DIRECTIVE: Pictures do not belong in the copy; restate the records below word for word.

PROVIDED RECORDS:
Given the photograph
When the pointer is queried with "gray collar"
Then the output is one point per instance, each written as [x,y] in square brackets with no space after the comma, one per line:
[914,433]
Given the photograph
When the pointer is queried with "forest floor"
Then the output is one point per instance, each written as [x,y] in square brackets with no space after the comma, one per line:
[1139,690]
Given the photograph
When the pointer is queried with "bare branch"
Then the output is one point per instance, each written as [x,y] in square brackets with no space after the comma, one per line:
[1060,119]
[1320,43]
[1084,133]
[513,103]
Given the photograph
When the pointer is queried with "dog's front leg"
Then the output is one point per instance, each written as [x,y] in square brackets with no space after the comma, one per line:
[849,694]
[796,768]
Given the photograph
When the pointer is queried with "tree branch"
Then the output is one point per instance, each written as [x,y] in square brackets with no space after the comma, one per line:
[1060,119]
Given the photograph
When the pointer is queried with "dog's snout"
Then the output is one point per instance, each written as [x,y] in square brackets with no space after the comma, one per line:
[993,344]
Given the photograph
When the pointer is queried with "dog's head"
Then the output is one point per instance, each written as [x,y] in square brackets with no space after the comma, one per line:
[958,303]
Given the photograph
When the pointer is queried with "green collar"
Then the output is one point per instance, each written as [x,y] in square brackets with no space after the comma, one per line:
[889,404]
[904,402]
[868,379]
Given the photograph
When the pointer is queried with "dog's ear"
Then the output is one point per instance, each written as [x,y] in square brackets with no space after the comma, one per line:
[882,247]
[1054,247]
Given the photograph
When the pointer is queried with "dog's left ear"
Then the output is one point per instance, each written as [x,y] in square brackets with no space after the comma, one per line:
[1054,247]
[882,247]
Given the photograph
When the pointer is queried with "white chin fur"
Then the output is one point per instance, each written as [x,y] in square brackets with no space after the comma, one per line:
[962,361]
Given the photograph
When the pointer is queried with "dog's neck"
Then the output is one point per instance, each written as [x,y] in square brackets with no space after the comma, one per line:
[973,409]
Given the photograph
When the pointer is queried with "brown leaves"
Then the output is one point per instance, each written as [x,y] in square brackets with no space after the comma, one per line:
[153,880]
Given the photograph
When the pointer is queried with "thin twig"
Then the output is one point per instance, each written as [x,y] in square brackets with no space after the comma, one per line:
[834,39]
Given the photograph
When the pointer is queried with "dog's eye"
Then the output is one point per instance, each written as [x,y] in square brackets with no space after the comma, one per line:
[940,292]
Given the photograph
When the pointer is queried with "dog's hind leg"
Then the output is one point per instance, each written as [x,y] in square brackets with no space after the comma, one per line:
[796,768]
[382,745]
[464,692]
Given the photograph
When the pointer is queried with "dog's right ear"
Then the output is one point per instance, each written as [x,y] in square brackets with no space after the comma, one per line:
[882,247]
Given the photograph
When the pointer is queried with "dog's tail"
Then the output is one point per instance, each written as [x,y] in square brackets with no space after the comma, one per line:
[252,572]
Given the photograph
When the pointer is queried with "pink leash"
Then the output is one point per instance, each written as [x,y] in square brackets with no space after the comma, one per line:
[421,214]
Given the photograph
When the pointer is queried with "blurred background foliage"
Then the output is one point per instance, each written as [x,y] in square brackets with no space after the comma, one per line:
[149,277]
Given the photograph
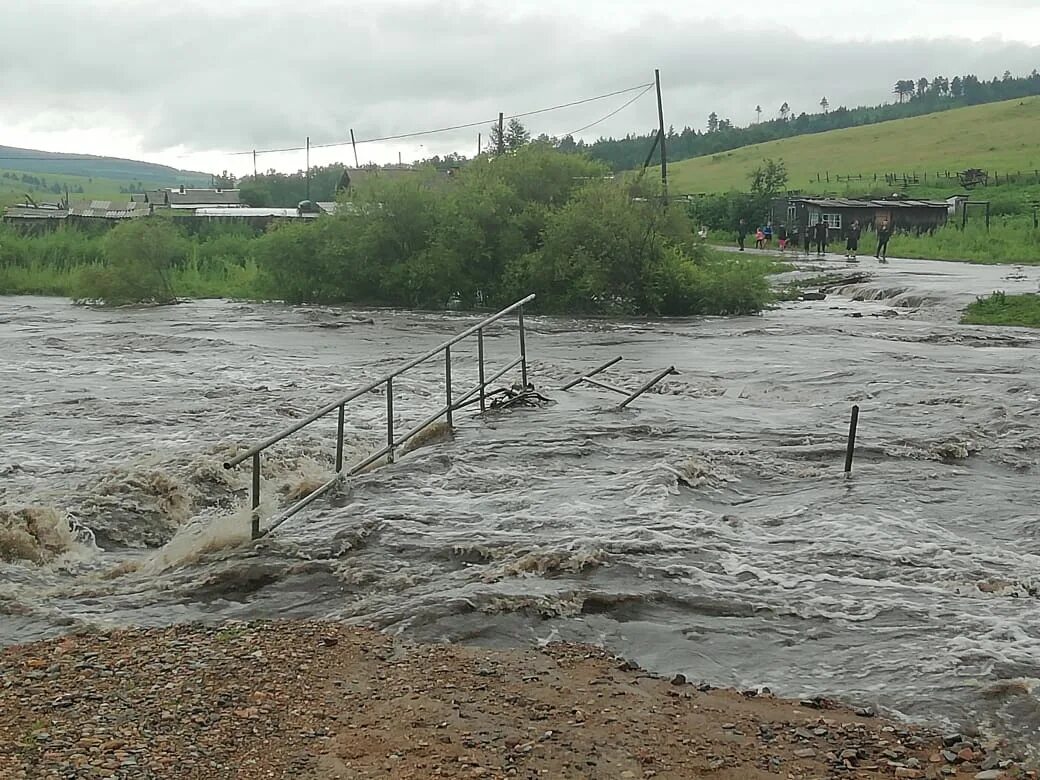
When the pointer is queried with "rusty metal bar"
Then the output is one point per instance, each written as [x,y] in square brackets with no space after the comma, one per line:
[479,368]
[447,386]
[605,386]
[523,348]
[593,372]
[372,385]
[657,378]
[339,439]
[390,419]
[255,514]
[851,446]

ANSWER FOR THIS EXERCISE:
Given the photograph
When the pointer is queried with "gray collar"
Then the output is one point per instance, each written as [x,y] in square brackets with no space after the comma, one per line:
[914,433]
Given the photograph
When the pointer is queried with "forest floor"
Then the output is one point per instance, each written as [x,y] in square brackets with no space after the comma, one per line:
[1139,690]
Given the photograph
When the pointer is queried with "bare branch"
Then the output is one point per instance, each written as [x,y] in square brackets with no space after the comma, one per line:
[1060,119]
[1320,43]
[1084,133]
[513,103]
Given the photograph
When the pointer is queried with "dog's front leg"
Then the output is one point per instance, each written as [x,y] in square brackets with no space after the comma, one per line:
[849,694]
[796,768]
Given the photograph
When the pointer is queried with "tree branch"
Then the output is one point per instance, each written as [x,y] in square brackets with no space after the comma, one per line:
[1060,119]
Given the photograph
When the pointer is queried with "dog's snout"
Then the output is one point per instance, each written as [x,y] in square brackets with no space after the comma, one per line:
[993,344]
Given the photograph
When the pointer is queried with "dog's head"
Then the output is one point per instance, each written as [x,y] in square brackets with no space after the comma, one per line:
[958,303]
Given the photograph
When the pointer is queried with "green collar"
Then the output is one point per instance, each written as [x,y] in square brackets with no space after the comma, one per line:
[889,404]
[904,402]
[868,379]
Given the photograph
When the pointer is queried with "dog's ear"
Then the output is one point per instance, each written as [x,y] in square brackets with no space after the comma, one per line:
[882,247]
[1054,247]
Given the photograph
When the pointer is queried with "dog's left ear"
Then the output is one point per instance, each written as [x,y] in square brackets with no space after the comma, one per line:
[1054,247]
[882,247]
Given the photograph
When the pointer is queried with "white chin fur"
Then the output is one point per instance, each written as [x,y] in square brackets with no space after the comma, one per line:
[962,361]
Given the photograph
When the pointer is queried with "dog's neck"
Then the output is one point per instance, each written as [x,y] in square brackets with no space after the comma, one per line:
[973,409]
Given the photograph
When the pointer is queried with "brown leaves"
Then the output is one point per instance, each written as [x,y] in square brackets with no space after the comma, one per line:
[153,880]
Given the photograph
When the pointer is queried with "thin twig"
Then the output is one point per instance, each written as [x,y] in square brackets with no space after the comma, one per line:
[834,39]
Given the photograph
When the pointer is queried with "dog's eye"
Then the output is one point per instance, each written as [x,y] in square brackets with no space after the comma, one per line:
[940,292]
Given the photograph
When the pointer is queried with "dog's hind leg"
Then the output is one point per instance, each written as [x,y] in square brackets with no space after the comma, one per line:
[796,768]
[382,745]
[464,692]
Given the photograph
When the pointer is queried with "dog's right ear"
Then the output is one point per instance, each written as [x,y] in square brackets with no space after the comma, one per line:
[882,247]
Given the photograph
When the pointer is queried with "dog's tail"
Then the output is one point per instance, each written as [x,y] in square brackets with no space after the comma, one per line:
[252,572]
Given the photograph
When the pointer is queried with "pink leash"
Then the output is one point per instance, each written as [x,y] in square brackets with no space after the comma, one per line:
[421,214]
Given the photograph
When the pointer is queried with "blurred background foliage"
Then the output is one point per instance, each written as [x,y] in square brackets with no space after the comma, one per line:
[149,277]
Given the photograph
When the pointer is queried with "rusty metal bar"
Then the output is one point per instance, each written as [x,y] in square brackets with no space after the comma, one per line:
[479,368]
[447,386]
[605,386]
[523,348]
[593,372]
[372,385]
[657,378]
[339,439]
[390,419]
[255,514]
[851,446]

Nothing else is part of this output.